# [TASK INSTRUCTIONS]
Return all entries below exactly. Skip nothing.
*** Opening of ENTRIES PROVIDED ***
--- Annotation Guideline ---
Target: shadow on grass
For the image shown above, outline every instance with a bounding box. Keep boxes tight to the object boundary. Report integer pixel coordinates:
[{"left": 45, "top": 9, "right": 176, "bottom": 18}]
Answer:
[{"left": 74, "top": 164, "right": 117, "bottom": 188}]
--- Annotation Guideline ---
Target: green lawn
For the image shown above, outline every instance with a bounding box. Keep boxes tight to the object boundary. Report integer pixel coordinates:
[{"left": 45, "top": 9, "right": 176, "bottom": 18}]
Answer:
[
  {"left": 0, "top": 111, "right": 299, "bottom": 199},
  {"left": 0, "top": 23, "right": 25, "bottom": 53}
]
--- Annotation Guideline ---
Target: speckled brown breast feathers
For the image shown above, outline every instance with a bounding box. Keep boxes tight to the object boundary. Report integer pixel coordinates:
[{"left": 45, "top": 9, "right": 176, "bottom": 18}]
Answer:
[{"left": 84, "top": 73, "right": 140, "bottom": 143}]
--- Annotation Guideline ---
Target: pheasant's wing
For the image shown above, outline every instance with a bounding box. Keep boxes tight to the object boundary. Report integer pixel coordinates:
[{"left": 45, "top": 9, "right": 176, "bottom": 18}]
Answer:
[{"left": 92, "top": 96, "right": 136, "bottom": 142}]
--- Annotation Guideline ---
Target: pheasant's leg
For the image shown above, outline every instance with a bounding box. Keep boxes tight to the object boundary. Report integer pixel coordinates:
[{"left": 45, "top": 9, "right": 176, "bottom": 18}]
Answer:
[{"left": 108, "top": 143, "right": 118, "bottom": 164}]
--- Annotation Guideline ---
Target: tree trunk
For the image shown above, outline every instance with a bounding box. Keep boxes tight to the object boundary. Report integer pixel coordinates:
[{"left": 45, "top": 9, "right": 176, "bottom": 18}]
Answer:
*** Close of ENTRIES PROVIDED ***
# [SOLUTION FOR THIS TASK]
--- Annotation Guideline ---
Target: shadow on grass
For the image shown above, outline every instance with a bounding box. Keep boxes tight to the object boundary. Report integer pixel coordinates:
[{"left": 45, "top": 9, "right": 176, "bottom": 18}]
Answer:
[{"left": 74, "top": 164, "right": 117, "bottom": 188}]
--- Annotation Guideline ---
Target: green lawn
For the image shown above, outline every instance with a bounding box. Keep boxes tight to the object boundary. Report integer pixel coordinates:
[{"left": 45, "top": 9, "right": 176, "bottom": 18}]
Answer:
[
  {"left": 0, "top": 111, "right": 299, "bottom": 199},
  {"left": 0, "top": 23, "right": 25, "bottom": 53}
]
--- Annotation Guideline ---
Target: speckled brown breast feathers
For the image shown above, outline every instance with a bounding box. Keep boxes tight to the object boundary. Report integer pixel coordinates:
[{"left": 45, "top": 9, "right": 176, "bottom": 18}]
Answer:
[{"left": 84, "top": 73, "right": 140, "bottom": 143}]
--- Annotation Guideline ---
Target: pheasant's wing
For the image shown above, outline every instance with a bounding box. Keep boxes tight to the object boundary. Report integer pixel coordinates:
[{"left": 45, "top": 9, "right": 176, "bottom": 18}]
Answer:
[{"left": 92, "top": 96, "right": 136, "bottom": 142}]
--- Annotation Guideline ---
Target: pheasant's leg
For the image shown above, outline every instance with a bounding box. Keep boxes tight to the object boundary. Report integer pixel coordinates:
[{"left": 45, "top": 9, "right": 176, "bottom": 18}]
Answer:
[{"left": 108, "top": 143, "right": 118, "bottom": 164}]
--- Annotation Guideline ---
Target: tree trunk
For the image shown above, outline every instance with a bounding box. Keep boxes tight to the object boundary. Report integer pixel coordinates:
[{"left": 45, "top": 9, "right": 176, "bottom": 18}]
Answer:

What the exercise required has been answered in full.